(Beginning of Data to use)
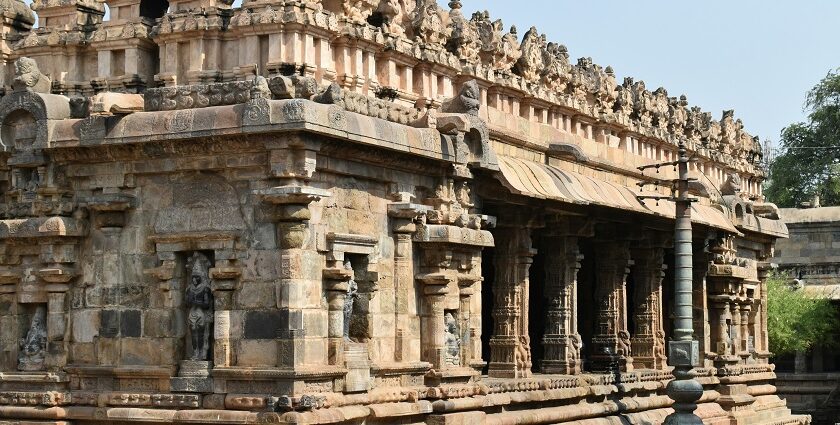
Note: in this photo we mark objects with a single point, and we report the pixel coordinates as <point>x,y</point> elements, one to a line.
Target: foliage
<point>796,321</point>
<point>809,163</point>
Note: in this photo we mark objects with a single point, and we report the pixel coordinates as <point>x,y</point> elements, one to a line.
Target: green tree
<point>796,321</point>
<point>809,163</point>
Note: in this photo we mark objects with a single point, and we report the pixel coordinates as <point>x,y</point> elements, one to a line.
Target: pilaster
<point>510,351</point>
<point>648,341</point>
<point>561,340</point>
<point>611,341</point>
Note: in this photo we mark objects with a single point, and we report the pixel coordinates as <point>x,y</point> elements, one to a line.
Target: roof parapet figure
<point>29,77</point>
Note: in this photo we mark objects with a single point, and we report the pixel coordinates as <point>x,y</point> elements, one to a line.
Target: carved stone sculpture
<point>393,14</point>
<point>464,40</point>
<point>530,64</point>
<point>453,340</point>
<point>466,102</point>
<point>556,67</point>
<point>199,300</point>
<point>431,23</point>
<point>358,11</point>
<point>33,346</point>
<point>29,77</point>
<point>349,300</point>
<point>498,51</point>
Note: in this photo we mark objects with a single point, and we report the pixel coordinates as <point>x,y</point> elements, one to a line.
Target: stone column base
<point>193,377</point>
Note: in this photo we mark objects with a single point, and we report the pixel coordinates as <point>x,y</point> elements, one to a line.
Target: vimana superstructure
<point>359,212</point>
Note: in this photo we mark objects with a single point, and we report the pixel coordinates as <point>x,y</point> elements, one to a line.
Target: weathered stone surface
<point>320,212</point>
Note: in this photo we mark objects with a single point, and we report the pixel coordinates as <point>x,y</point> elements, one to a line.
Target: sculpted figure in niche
<point>33,346</point>
<point>349,300</point>
<point>199,300</point>
<point>29,77</point>
<point>466,102</point>
<point>732,186</point>
<point>453,340</point>
<point>393,14</point>
<point>357,11</point>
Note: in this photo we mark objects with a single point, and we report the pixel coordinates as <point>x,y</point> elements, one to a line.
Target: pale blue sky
<point>757,57</point>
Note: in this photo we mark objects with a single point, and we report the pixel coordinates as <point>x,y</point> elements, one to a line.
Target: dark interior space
<point>668,296</point>
<point>153,9</point>
<point>632,302</point>
<point>536,309</point>
<point>488,272</point>
<point>586,311</point>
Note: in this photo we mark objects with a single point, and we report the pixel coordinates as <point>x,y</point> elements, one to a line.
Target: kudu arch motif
<point>303,211</point>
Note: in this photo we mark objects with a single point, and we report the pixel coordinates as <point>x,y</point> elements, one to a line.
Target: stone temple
<point>358,212</point>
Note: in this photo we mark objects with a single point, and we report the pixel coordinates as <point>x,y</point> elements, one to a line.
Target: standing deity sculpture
<point>728,131</point>
<point>453,340</point>
<point>677,115</point>
<point>660,108</point>
<point>556,67</point>
<point>464,40</point>
<point>350,299</point>
<point>431,23</point>
<point>33,346</point>
<point>530,64</point>
<point>358,11</point>
<point>199,300</point>
<point>393,14</point>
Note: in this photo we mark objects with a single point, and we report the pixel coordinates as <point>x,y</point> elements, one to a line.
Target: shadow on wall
<point>152,9</point>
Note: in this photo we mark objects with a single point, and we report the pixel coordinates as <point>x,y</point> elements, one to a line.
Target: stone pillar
<point>611,341</point>
<point>737,330</point>
<point>299,288</point>
<point>56,355</point>
<point>510,353</point>
<point>762,344</point>
<point>702,328</point>
<point>407,339</point>
<point>721,326</point>
<point>746,309</point>
<point>222,305</point>
<point>561,340</point>
<point>467,290</point>
<point>432,324</point>
<point>648,342</point>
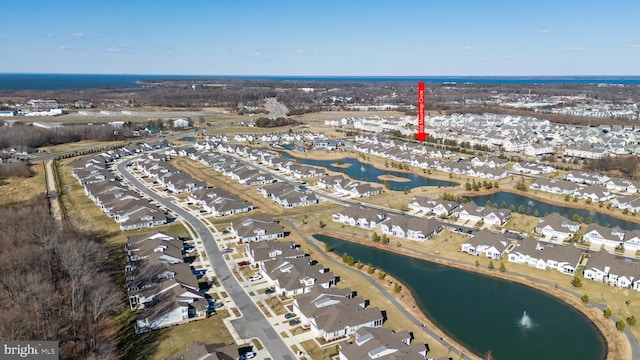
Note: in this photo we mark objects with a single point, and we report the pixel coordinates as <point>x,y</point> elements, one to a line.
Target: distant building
<point>9,113</point>
<point>45,125</point>
<point>181,123</point>
<point>43,104</point>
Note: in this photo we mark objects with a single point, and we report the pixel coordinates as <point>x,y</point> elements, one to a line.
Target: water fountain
<point>525,321</point>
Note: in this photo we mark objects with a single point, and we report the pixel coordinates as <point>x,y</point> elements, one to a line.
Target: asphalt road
<point>253,323</point>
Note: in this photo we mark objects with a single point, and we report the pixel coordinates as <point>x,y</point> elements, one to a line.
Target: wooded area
<point>18,169</point>
<point>54,284</point>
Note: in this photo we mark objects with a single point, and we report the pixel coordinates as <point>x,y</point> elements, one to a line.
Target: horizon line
<point>325,76</point>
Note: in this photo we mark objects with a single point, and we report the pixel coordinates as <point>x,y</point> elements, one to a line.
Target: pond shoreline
<point>616,346</point>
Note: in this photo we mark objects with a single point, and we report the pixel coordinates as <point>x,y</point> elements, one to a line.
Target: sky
<point>322,38</point>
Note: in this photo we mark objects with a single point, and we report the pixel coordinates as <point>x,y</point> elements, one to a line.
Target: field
<point>17,189</point>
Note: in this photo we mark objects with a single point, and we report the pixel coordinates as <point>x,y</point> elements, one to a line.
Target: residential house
<point>563,258</point>
<point>487,214</point>
<point>593,193</point>
<point>257,229</point>
<point>555,227</point>
<point>493,245</point>
<point>410,227</point>
<point>201,351</point>
<point>263,251</point>
<point>560,187</point>
<point>381,343</point>
<point>335,313</point>
<point>613,270</point>
<point>437,207</point>
<point>366,218</point>
<point>600,235</point>
<point>628,202</point>
<point>632,240</point>
<point>622,185</point>
<point>295,276</point>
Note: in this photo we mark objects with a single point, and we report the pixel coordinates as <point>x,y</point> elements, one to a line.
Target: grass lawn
<point>313,349</point>
<point>522,223</point>
<point>358,281</point>
<point>162,343</point>
<point>19,189</point>
<point>210,330</point>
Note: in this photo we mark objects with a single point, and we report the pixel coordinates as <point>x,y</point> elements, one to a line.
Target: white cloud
<point>118,48</point>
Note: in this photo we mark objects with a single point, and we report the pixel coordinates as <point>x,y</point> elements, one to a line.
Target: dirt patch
<point>388,177</point>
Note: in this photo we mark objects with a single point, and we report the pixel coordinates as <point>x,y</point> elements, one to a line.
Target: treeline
<point>17,169</point>
<point>54,285</point>
<point>625,165</point>
<point>279,121</point>
<point>28,135</point>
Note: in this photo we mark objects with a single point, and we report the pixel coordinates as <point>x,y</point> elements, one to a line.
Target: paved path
<point>253,322</point>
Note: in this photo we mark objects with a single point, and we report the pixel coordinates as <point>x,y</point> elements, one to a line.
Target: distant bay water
<point>13,81</point>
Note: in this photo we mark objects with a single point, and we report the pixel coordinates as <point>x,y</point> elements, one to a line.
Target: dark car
<point>290,315</point>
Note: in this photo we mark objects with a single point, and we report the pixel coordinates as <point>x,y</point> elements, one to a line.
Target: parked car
<point>249,355</point>
<point>290,315</point>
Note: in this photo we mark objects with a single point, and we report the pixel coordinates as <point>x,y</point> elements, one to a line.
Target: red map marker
<point>421,135</point>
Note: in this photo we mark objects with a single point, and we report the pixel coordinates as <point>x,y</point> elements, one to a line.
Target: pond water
<point>545,208</point>
<point>485,313</point>
<point>367,172</point>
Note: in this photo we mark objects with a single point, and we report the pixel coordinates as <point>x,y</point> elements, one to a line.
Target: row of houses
<point>330,312</point>
<point>128,208</point>
<point>287,195</point>
<point>219,202</point>
<point>405,226</point>
<point>157,168</point>
<point>611,183</point>
<point>592,193</point>
<point>249,175</point>
<point>534,136</point>
<point>162,288</point>
<point>345,187</point>
<point>600,266</point>
<point>490,168</point>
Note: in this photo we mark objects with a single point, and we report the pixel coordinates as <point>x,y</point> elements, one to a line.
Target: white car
<point>249,355</point>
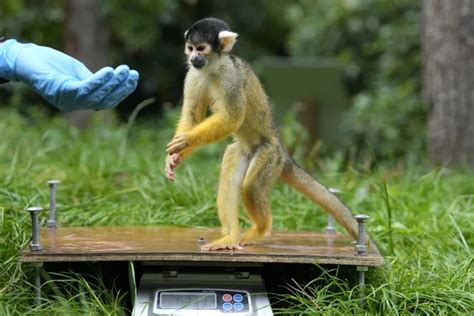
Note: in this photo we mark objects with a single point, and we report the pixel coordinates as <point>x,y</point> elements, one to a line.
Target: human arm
<point>64,81</point>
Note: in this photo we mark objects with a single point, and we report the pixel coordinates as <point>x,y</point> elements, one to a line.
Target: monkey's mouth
<point>198,62</point>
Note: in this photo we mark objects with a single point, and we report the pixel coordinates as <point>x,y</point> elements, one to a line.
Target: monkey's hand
<point>172,161</point>
<point>177,144</point>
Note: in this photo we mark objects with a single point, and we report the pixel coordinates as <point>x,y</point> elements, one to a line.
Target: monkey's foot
<point>251,236</point>
<point>225,243</point>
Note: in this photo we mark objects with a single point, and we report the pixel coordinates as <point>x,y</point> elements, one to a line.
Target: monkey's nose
<point>198,62</point>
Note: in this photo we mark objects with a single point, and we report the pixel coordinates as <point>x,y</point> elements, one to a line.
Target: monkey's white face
<point>198,54</point>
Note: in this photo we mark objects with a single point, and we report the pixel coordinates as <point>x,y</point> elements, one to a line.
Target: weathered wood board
<point>181,244</point>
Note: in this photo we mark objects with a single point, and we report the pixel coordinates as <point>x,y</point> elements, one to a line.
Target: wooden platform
(End of Data to use)
# About this task
Nothing but the lines from the one containing "Target: monkey's white face" through the end of the entries belongs in the answer; repeat them exactly.

# Answer box
Target: monkey's white face
<point>198,54</point>
Note: in this photo we mark objects with a single point, and we report the pixel coordinates as <point>x,y</point> elements, one to a line.
Target: weathered wood board
<point>181,244</point>
Note: in this photo we mark objects with a single point, and we report the pixel coordinates as <point>x,y</point> elements, one to a line.
Target: wooden platform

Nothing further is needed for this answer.